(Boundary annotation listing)
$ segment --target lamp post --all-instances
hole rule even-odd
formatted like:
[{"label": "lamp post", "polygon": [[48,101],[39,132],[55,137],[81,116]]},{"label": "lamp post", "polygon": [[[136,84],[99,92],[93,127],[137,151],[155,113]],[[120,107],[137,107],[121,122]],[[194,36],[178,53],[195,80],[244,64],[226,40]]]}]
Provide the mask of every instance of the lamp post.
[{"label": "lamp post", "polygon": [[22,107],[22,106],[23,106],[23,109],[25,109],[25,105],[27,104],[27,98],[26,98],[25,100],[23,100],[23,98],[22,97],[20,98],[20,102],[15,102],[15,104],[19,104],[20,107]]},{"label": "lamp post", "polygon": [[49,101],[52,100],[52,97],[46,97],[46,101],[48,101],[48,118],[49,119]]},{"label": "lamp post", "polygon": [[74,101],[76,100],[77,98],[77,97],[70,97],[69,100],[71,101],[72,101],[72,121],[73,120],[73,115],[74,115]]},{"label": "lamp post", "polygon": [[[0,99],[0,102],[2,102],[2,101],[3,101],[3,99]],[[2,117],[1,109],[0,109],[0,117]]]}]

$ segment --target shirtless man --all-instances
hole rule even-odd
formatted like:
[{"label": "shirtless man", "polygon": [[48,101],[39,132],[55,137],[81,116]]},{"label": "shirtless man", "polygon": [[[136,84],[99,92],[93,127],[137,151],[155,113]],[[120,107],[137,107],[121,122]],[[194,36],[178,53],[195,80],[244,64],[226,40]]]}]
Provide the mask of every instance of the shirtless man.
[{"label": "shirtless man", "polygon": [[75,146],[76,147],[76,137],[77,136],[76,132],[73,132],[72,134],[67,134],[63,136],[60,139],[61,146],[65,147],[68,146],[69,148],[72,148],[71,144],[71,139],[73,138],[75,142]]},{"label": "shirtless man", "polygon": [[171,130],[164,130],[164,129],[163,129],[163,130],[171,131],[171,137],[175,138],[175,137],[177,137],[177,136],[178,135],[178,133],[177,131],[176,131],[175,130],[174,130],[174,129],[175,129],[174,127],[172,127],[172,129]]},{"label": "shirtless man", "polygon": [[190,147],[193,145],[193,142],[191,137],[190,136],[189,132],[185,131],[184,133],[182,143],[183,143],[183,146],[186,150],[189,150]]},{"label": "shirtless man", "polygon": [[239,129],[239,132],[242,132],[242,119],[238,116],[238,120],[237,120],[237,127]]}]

• **EXERCISE DETAILS**
Copy the whole listing above line for line, keeping every character unchanged.

• **EXERCISE ANSWER**
$ segment --target lamp post --all-instances
hole rule even-odd
formatted like:
[{"label": "lamp post", "polygon": [[48,101],[39,132],[55,137],[81,116]]},{"label": "lamp post", "polygon": [[[136,84],[99,92],[93,127],[137,151],[155,113]],[[120,107],[137,107],[121,122]],[[194,36],[178,53],[195,80],[244,64],[226,40]]]}]
Provide the mask of every instance of the lamp post.
[{"label": "lamp post", "polygon": [[22,107],[22,106],[23,106],[23,109],[25,109],[25,105],[27,104],[27,98],[26,98],[25,100],[23,100],[23,98],[22,97],[20,98],[20,102],[15,102],[15,104],[19,104],[20,107]]},{"label": "lamp post", "polygon": [[49,101],[52,100],[52,97],[46,97],[46,101],[48,101],[48,118],[49,119]]},{"label": "lamp post", "polygon": [[74,101],[76,100],[77,98],[77,97],[70,97],[69,100],[71,101],[72,101],[72,121],[73,120],[73,115],[74,115]]},{"label": "lamp post", "polygon": [[[0,99],[0,102],[2,102],[2,101],[3,101],[3,99]],[[2,117],[1,109],[0,109],[0,117]]]}]

$ segment --target shirtless man --all-instances
hole rule even-odd
formatted like:
[{"label": "shirtless man", "polygon": [[48,101],[39,132],[55,137],[81,116]]},{"label": "shirtless man", "polygon": [[[136,84],[99,92],[93,127],[137,151],[155,113]],[[120,107],[137,107],[121,122]],[[194,36],[178,53],[195,80],[244,64],[226,40]]]}]
Provide the mask of every instance of the shirtless man.
[{"label": "shirtless man", "polygon": [[75,146],[76,147],[76,137],[77,136],[76,132],[73,132],[72,134],[67,134],[63,136],[60,139],[61,146],[65,147],[68,146],[69,148],[72,148],[71,144],[71,139],[73,138],[75,142]]},{"label": "shirtless man", "polygon": [[171,130],[164,130],[164,129],[163,129],[163,130],[171,131],[171,137],[175,138],[175,137],[177,137],[177,136],[178,135],[178,133],[177,131],[176,131],[175,130],[174,130],[174,129],[175,129],[174,127],[172,127],[172,129]]},{"label": "shirtless man", "polygon": [[190,147],[193,145],[193,142],[191,137],[190,136],[189,132],[185,131],[184,133],[182,143],[183,143],[183,146],[186,150],[189,150]]},{"label": "shirtless man", "polygon": [[239,129],[239,132],[242,132],[242,119],[238,116],[238,120],[237,120],[237,127]]}]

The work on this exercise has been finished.